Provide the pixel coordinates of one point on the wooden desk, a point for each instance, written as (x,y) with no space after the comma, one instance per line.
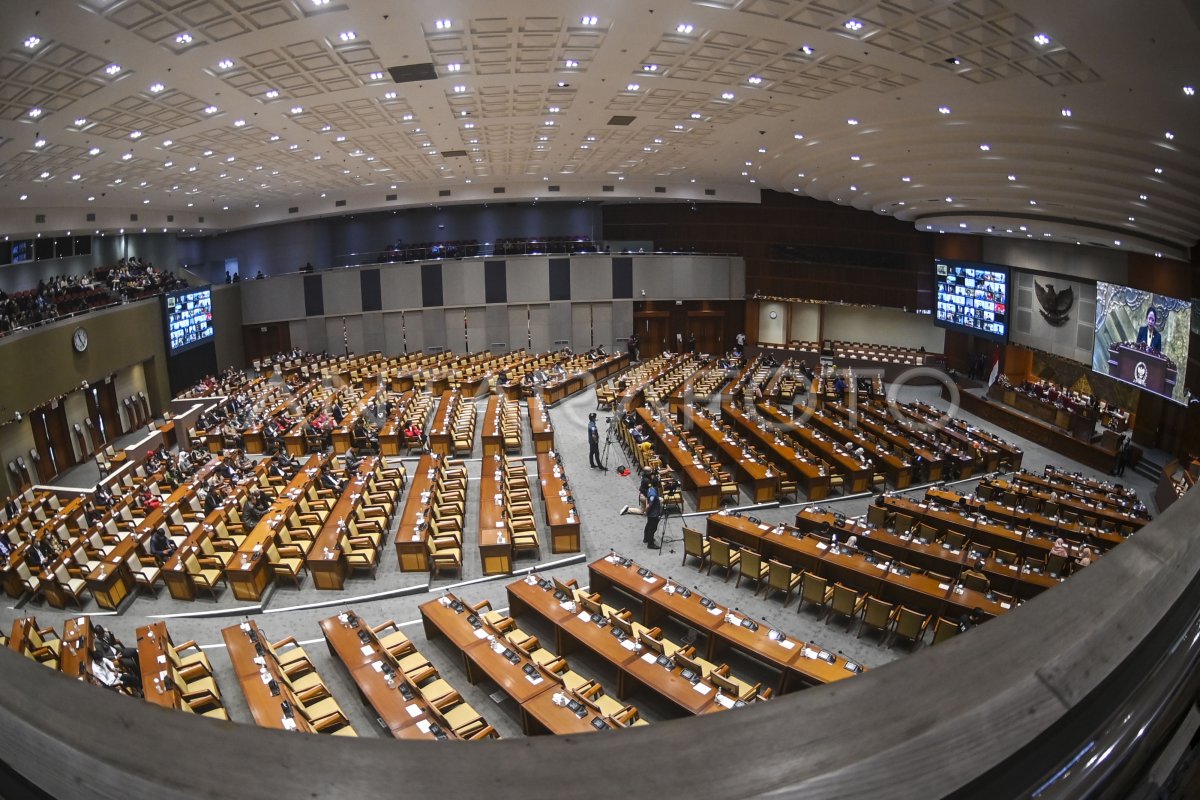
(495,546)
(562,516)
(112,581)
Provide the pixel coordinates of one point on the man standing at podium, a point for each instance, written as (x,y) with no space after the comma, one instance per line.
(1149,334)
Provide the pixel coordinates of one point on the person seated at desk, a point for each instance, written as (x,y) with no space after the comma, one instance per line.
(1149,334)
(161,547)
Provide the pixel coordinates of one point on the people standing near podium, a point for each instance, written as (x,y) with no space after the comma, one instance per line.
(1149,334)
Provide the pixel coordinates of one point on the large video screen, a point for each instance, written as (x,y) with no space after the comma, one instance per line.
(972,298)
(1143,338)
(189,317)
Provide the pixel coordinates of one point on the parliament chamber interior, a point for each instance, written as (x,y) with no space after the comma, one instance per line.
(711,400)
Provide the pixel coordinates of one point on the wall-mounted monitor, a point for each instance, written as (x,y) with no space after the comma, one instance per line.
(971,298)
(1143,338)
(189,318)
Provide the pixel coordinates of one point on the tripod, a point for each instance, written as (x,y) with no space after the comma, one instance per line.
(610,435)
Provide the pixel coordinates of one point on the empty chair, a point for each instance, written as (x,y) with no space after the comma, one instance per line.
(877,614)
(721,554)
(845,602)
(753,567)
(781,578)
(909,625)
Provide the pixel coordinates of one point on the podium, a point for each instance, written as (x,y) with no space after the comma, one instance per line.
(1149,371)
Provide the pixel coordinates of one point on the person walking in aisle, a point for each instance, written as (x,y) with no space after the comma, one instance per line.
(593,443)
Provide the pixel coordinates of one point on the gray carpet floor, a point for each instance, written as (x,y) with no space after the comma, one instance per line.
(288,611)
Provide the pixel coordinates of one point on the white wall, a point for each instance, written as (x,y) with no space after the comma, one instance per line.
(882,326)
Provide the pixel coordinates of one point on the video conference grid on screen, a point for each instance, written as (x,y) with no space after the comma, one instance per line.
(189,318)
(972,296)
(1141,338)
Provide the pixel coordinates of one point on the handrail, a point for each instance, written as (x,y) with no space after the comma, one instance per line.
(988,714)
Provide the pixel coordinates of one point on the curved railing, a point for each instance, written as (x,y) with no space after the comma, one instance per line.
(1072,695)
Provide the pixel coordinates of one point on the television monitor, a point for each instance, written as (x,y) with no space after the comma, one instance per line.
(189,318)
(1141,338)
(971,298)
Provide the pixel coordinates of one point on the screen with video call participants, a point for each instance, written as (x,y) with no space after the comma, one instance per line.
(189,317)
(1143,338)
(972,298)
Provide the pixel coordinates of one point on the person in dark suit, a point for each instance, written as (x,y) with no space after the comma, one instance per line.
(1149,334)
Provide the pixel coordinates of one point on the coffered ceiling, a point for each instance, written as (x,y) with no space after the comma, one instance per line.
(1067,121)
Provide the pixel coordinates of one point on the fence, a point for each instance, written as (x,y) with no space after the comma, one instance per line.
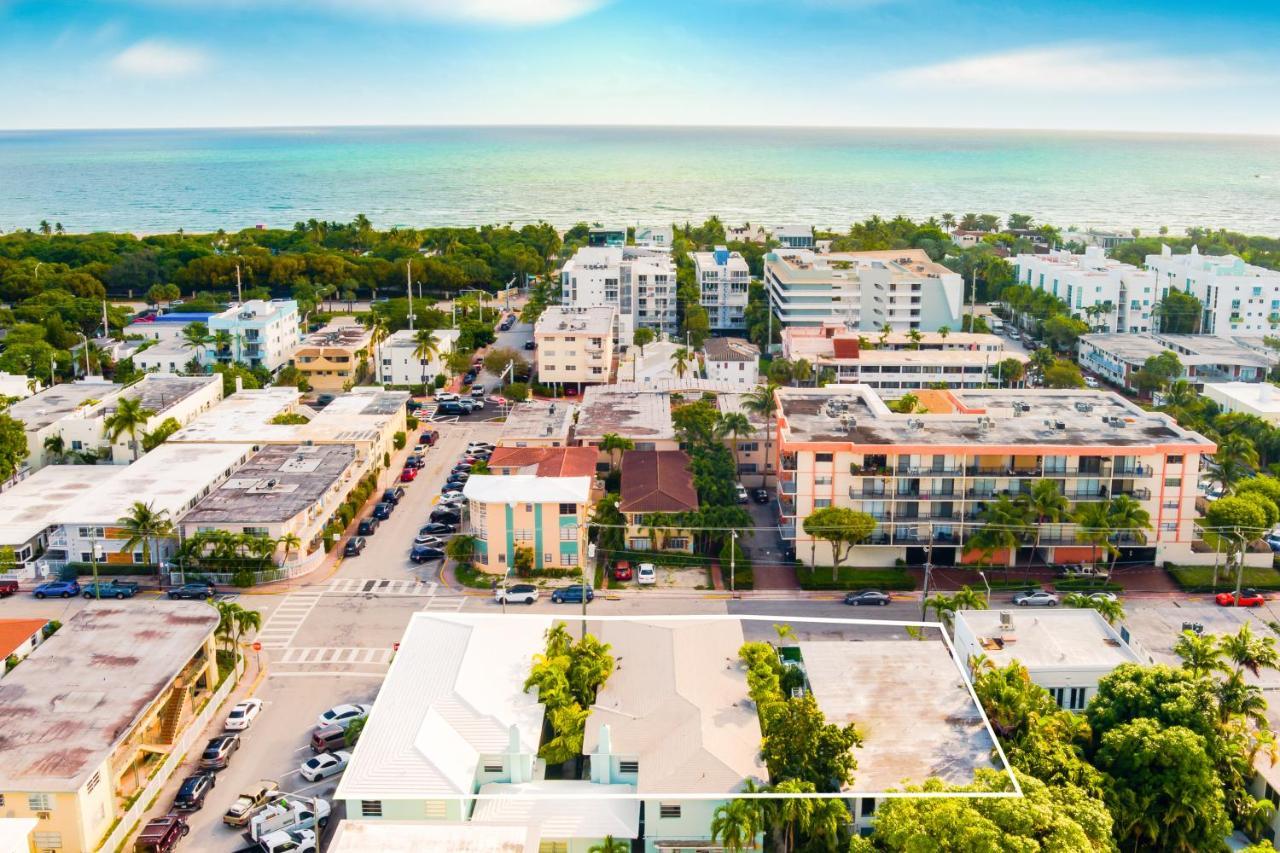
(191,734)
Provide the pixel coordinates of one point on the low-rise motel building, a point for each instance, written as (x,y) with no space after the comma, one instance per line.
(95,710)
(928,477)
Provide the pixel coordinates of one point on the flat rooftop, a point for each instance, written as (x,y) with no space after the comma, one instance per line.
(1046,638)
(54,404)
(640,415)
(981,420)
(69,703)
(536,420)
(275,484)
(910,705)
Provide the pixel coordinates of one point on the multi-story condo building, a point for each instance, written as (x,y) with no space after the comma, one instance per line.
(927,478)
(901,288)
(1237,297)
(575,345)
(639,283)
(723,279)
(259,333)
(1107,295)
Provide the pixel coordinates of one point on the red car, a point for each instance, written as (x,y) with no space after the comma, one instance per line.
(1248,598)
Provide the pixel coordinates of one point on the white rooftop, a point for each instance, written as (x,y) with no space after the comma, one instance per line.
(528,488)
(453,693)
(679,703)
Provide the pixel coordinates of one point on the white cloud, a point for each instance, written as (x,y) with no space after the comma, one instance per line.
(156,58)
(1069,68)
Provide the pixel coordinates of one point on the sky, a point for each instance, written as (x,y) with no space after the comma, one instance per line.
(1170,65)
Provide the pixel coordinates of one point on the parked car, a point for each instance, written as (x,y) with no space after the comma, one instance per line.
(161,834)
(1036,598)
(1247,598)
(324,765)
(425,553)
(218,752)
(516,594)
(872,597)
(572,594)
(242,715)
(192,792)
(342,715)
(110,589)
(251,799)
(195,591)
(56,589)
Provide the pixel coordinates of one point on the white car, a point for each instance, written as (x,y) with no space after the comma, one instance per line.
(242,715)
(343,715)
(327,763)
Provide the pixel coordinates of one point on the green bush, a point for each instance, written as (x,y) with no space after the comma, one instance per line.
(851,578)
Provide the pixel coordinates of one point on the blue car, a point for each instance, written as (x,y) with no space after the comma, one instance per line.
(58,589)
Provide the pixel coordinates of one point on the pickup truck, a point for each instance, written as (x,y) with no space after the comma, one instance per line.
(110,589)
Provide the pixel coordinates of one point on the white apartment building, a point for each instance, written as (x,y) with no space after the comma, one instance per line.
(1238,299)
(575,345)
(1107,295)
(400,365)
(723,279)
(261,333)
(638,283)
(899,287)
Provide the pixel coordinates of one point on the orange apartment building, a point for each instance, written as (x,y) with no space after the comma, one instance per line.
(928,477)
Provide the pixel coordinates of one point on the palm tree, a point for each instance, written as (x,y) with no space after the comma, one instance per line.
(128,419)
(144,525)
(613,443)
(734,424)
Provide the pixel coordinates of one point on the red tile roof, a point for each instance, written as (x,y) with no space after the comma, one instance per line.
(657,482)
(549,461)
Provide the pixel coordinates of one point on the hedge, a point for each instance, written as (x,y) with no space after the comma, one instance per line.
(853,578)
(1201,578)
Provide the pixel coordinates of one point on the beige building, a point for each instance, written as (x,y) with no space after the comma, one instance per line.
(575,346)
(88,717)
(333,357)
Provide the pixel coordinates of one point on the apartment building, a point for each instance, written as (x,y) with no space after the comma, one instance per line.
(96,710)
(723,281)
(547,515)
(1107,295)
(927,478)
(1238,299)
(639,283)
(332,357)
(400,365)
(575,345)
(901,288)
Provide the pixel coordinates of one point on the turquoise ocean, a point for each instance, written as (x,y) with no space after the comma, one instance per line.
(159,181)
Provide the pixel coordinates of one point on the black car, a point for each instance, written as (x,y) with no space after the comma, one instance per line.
________________________
WORK REQUIRED —
The records must come back exactly, with their pictures removed.

ANSWER BELOW —
Provide the pixel coordinates of one point on the wooden desk, a point for each instance, written as (x,y) with no space after the comma, one instance per line.
(495,546)
(562,516)
(112,581)
Provide the pixel coordinates of one point on the man standing at podium, a point for each instance, written as (x,y) with no space after the comma, one instance per line.
(1149,334)
Provide the pixel coordinates of one point on the person seated at desk, a point for each instance, written as (x,y) with no space after the comma, one instance per line.
(1149,334)
(161,547)
Provide the pixel coordinates of one point on the people standing near podium, a point for each instance, written as (x,y) with no space after the comma, one instance per line.
(1149,334)
Provide the pixel coordinates of one point on the large video screen, a point for each instance, written as (x,y) with no space after the comma, one instance per line.
(972,298)
(1143,338)
(189,317)
Provide the pixel coordinates of one point on the parliament chamber interior, a point for each instance, written as (x,y) with no space after the comma, one instance per line.
(711,400)
Provide the pixel coordinates of one point on the wall-mounted monitor, a point for each instance, written as (x,y) with no space after the comma, one instance per line.
(971,298)
(1143,338)
(189,318)
Provide the pixel coordinates of one point on the tripod, a point for each instance, written as (x,y) with no space after the comma, one instance per line.
(610,435)
Provide the pixel coordinates of one point on the empty chair, a point for each instance, written as (x,y) with no space after the comma, one instance per line.
(877,614)
(721,554)
(845,602)
(753,567)
(781,578)
(909,625)
Provide the pixel coordinates of one point on the podium, a point for each instance, written as (x,y) with no space after the comma, one instance per line.
(1149,371)
Provide the pixel coordinates of one point on the person walking in aisle, a point for each instance, written as (x,y) with no space after the comma, one instance per line.
(593,443)
Provide the pixel coordinates of one point on the gray carpet floor, a point for each instance, written as (x,y) with no space after the comma, one instance per line.
(288,611)
Provide the pixel coordinates of one point on the white wall, a point for each instance, written as (x,y) with no space after the comma, one instance per line.
(882,326)
Provide the pixel coordinates of one point on the video conference grid on screen, a point for each instance, written as (x,y) with no space after the comma, one instance per line.
(189,318)
(972,296)
(1141,338)
Provide the pixel coordinates of one point on the handrail, a point for each instance, written as (x,y) with no space after the comma, one instance per line.
(988,714)
Provide the pixel coordinates of one point on the curved railing, a point for each instance, written as (x,y) with no space after the comma, one instance per line.
(1072,695)
Provide the pixel coordinates of one point on the television monitor, a point for each instance, written as (x,y) with no space after the comma, one instance per line.
(189,318)
(1141,338)
(971,298)
Provide the pixel coordinates of one point on the screen with video call participants, a point for each instance, written as (x,y) with no space after the comma, one instance per line.
(189,317)
(1143,338)
(972,298)
Provide the pixel coordinates of one point on the person in dark suit, a point for each instance, written as (x,y) with no space after the comma, one instance per line.
(1149,334)
Provide the pixel coordinates of one point on the coffered ceiling, a point for each instance, written as (x,y) with no space after the comma, one instance per line.
(1067,121)
Provide the pixel coordinates of one point on the fence, a point for each instance, written as (x,y) with no space after the comma, one instance per line.
(191,734)
Provide the pixel coordinates of one point on the low-rise motel building, a point for each instance, written as (x,y) with no space after the comma, one instance per line.
(95,710)
(928,477)
Provide the pixel coordinates of one point on the flat rooftop, a point for each instance, written as (x,y) with no space after the comma, one instance per line.
(1046,638)
(54,404)
(640,415)
(981,420)
(69,703)
(536,420)
(275,484)
(910,705)
Provide the pixel coordinates of one point on the multi-story condo building, a point for each instance, written as (x,y) with no space after the comma, one instance per line.
(927,478)
(901,288)
(1237,297)
(575,345)
(639,283)
(723,279)
(259,333)
(1107,295)
Provide the pixel coordinates of one point on the red car, a point for each instance, written as (x,y) with no space after the comma, one instance per line.
(1248,598)
Provide the pixel coordinates of one point on the white rooftop, a point for each instance, written as (x,y) with no space after the comma, one instance per line.
(528,488)
(453,693)
(679,703)
Provide the pixel coordinates of one point on the white cloud, a point for each instance, written as (x,y) with no space after the comma, one instance per line.
(156,58)
(1069,68)
Provide the pixel coordinates of one point on the sky, a point for each instance, written as (x,y) with no space after the comma, one instance per line.
(1170,65)
Provide the pixel coordinates of one point on the parked car, a point for each instance, written as (x,y) with no space after the comma, one instance per line.
(161,834)
(1036,598)
(1247,598)
(324,765)
(425,553)
(218,752)
(516,594)
(872,597)
(572,594)
(242,715)
(192,792)
(342,715)
(110,589)
(251,799)
(195,591)
(56,589)
Provide the pixel coordinates of one point on the white car, a point for each instance, written as (x,y) with no space after the comma, one instance per line.
(242,715)
(343,715)
(327,763)
Provide the pixel coordinates of one point on the green bush, a point for each instance, written as (x,y) with no space after the comma, one instance per line.
(851,578)
Provide the pixel coordinates of one point on the blue car, a point for each instance, written as (x,y) with no space after the comma, one instance per line.
(58,589)
Provide the pixel coordinates of one point on the pickup truck, a point for each instance, written as (x,y) with no space after the comma, one instance per line.
(110,589)
Provide the pixel coordinates of one point on the white apartment building, a point for each instance, written as (x,y) with no space after the comma, one instance per line.
(1238,299)
(575,345)
(1107,295)
(400,365)
(723,279)
(261,333)
(638,283)
(899,287)
Provide the pixel coordinates of one point on the orange apartment building, a point for each instance, written as (x,y) with no space after the comma, one instance per line.
(928,477)
Provide the pixel coordinates of one point on the palm tree, a point for each instance, written as (x,y) with no space after the comma, one instance per line.
(128,419)
(144,525)
(613,443)
(734,424)
Provide the pixel coordinates of one point on the red tile roof, a point for each instance, written as (x,y) with no space after the comma, one instance per line.
(657,482)
(549,461)
Provide the pixel coordinates of one point on the hedge, a point for each instance, written as (x,y) with no space after the comma, one instance per line.
(853,578)
(1201,578)
Provide the pixel coordinates of one point on the beige building, a point for each instance, written as (x,y) with no space after the comma, one instance per line.
(575,346)
(88,717)
(333,357)
Provide the pixel coordinates of one point on the apartment building, a point for each instance, written as (x,y) with no space after the comma, one instance per line.
(96,710)
(723,281)
(547,515)
(1107,295)
(927,478)
(1238,299)
(639,283)
(332,357)
(400,365)
(575,345)
(901,288)
Provide the pixel coordinates of one point on the turquoise ocean, a point for each instance, written as (x,y) with no space after the comma, one instance per line.
(159,181)
Provide the pixel coordinates of one point on the black car, a point for each instance, written as (x,y) with no space after the comma, one instance per line.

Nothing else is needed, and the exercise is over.